### Task brief:
Your task is to return the line containing "Exercise. Locate the bird's breast" plus every line after it, exactly and with nothing added.

Dataset excerpts on object pointing:

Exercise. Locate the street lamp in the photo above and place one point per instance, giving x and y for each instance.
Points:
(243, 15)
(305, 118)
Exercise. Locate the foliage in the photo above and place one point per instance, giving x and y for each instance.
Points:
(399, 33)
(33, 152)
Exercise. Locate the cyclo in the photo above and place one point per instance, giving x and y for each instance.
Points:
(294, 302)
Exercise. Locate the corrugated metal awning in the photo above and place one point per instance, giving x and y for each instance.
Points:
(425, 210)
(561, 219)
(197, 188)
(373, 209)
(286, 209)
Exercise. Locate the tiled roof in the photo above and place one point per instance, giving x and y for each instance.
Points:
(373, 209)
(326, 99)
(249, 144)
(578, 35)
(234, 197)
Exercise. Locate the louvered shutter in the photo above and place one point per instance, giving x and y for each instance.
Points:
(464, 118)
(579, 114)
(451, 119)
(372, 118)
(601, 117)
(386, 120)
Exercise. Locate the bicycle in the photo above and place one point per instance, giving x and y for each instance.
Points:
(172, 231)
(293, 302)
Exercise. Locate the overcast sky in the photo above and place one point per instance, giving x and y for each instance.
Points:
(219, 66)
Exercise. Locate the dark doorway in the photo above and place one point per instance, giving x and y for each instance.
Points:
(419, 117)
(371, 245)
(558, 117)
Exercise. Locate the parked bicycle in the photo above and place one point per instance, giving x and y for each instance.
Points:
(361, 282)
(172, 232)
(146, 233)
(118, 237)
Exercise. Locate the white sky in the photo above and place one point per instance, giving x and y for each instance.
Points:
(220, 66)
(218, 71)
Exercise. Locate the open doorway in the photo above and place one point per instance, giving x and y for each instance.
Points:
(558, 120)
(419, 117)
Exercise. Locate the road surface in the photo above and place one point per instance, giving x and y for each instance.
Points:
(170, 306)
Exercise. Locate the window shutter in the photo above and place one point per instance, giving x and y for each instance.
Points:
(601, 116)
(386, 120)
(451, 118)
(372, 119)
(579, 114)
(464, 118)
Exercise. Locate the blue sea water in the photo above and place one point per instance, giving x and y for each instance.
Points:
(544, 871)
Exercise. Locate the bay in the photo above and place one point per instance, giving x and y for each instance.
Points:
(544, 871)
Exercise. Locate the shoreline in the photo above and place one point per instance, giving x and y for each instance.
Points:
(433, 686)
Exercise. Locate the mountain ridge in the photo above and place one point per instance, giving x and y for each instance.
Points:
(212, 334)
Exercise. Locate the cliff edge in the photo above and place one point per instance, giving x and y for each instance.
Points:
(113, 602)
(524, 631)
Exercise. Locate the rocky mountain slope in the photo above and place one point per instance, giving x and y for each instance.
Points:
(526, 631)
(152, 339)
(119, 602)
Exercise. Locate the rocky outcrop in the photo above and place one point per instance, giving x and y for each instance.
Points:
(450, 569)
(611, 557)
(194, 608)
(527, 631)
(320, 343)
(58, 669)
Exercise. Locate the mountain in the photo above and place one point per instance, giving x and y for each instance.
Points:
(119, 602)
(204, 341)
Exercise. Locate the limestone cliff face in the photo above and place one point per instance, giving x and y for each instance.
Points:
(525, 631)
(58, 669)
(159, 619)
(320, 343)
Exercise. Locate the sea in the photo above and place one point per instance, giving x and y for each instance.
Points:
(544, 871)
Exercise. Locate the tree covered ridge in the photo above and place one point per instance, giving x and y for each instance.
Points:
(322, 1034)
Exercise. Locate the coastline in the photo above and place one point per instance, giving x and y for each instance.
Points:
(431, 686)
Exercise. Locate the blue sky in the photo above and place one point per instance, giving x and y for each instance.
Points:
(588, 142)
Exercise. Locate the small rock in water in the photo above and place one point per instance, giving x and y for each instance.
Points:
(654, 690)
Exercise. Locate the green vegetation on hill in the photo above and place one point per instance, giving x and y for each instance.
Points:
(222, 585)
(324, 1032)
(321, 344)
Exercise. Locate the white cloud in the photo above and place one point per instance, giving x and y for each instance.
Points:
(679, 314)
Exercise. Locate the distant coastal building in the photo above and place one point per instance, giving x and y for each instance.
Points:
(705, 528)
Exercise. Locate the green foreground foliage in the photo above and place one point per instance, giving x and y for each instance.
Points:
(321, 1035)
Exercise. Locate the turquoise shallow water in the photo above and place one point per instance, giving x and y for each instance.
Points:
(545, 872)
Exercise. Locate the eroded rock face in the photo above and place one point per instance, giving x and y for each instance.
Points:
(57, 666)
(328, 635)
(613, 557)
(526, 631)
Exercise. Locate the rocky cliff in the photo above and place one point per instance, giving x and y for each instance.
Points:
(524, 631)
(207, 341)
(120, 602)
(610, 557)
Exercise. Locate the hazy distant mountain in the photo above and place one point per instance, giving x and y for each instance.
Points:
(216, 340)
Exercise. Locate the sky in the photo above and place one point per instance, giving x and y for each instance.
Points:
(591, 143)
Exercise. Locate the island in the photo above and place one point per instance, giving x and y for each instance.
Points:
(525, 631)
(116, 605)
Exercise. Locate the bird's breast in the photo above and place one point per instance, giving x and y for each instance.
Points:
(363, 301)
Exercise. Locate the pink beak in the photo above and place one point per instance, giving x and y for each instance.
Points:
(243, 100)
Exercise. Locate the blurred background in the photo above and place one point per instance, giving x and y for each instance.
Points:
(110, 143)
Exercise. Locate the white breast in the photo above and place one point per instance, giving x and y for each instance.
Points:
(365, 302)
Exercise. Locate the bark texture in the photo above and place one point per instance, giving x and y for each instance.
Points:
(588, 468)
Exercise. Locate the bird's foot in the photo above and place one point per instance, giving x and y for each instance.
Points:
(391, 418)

### In response:
Exercise. Locate the bird's breast in the photo above and place one point per instance, giving x and y for each instance.
Points:
(363, 301)
Exercise. Locate the pink beak in the photo above and place one point per instance, giving x and y for each instance.
Points:
(243, 100)
Exercise. Locate the blurred background in the photo above and place one point per instance, giving x and y for each instance.
Points:
(110, 143)
Exercise. Locate the white breast in the photo above and place one point per instance, giving x and y for each instance.
Points:
(365, 302)
Exercise. Locate the bark texture in the photo above and place one point per instance, giving x and y for each instance.
Points:
(588, 468)
Exercise. Locate the bird's foot in the photo above and place one point per instance, giving x and y for each instance.
Points:
(391, 418)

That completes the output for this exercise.